(DATASET EXCERPTS begins)

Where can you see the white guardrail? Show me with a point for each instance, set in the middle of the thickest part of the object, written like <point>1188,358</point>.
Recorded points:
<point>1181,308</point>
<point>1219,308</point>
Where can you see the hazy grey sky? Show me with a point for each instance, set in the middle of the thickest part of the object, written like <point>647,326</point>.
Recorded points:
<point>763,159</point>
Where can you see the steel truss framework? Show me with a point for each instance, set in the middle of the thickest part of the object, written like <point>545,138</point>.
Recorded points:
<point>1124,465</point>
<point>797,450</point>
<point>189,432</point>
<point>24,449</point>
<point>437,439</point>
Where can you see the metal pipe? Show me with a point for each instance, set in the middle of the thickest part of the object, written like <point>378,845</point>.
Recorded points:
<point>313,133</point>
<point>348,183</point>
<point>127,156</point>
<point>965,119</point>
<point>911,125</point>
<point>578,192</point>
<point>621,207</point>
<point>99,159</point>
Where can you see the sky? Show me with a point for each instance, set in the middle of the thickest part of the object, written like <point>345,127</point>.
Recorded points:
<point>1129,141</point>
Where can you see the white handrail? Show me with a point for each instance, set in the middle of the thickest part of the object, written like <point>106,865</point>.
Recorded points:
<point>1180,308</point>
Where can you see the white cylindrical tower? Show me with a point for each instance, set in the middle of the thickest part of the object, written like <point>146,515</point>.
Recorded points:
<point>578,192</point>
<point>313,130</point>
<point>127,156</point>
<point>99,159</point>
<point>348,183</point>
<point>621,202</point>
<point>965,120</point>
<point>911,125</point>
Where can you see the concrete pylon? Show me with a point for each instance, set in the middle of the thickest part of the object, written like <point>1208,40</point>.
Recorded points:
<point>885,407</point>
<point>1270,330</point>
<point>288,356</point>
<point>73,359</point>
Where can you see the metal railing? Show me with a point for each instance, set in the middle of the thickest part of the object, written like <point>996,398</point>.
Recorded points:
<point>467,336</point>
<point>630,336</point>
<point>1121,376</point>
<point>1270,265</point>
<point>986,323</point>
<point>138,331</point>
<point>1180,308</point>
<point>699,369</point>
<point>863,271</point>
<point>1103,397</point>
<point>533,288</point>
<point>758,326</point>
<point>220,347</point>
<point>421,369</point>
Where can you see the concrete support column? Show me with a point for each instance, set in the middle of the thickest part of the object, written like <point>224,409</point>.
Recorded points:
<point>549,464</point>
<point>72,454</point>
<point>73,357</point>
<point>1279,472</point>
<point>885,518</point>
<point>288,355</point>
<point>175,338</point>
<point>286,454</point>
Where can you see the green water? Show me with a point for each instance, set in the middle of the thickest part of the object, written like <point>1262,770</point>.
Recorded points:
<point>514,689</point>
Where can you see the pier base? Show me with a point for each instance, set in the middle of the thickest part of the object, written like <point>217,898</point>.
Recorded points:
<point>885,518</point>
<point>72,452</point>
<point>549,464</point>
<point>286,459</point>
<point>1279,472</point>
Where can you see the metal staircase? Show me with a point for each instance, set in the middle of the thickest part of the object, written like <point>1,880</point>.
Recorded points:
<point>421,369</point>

(DATASET EXCERPTS ends)

• [YOUR TASK]:
Search the entries for the word "metal". Copy each line where it appears.

• [EXERCISE RESULT]:
Where can you see the metal pipe? Show me with a point for each instance, set in the middle of the thickest part of the object, written like <point>378,845</point>.
Where can you see the metal railing? Show me with a point for each instance, set in the middle of the thickest part of the object, written like <point>996,398</point>.
Where can you see the metal staircase? Show me with a point for each instance, set in the middle of the thickest part of the object, written like <point>1,880</point>.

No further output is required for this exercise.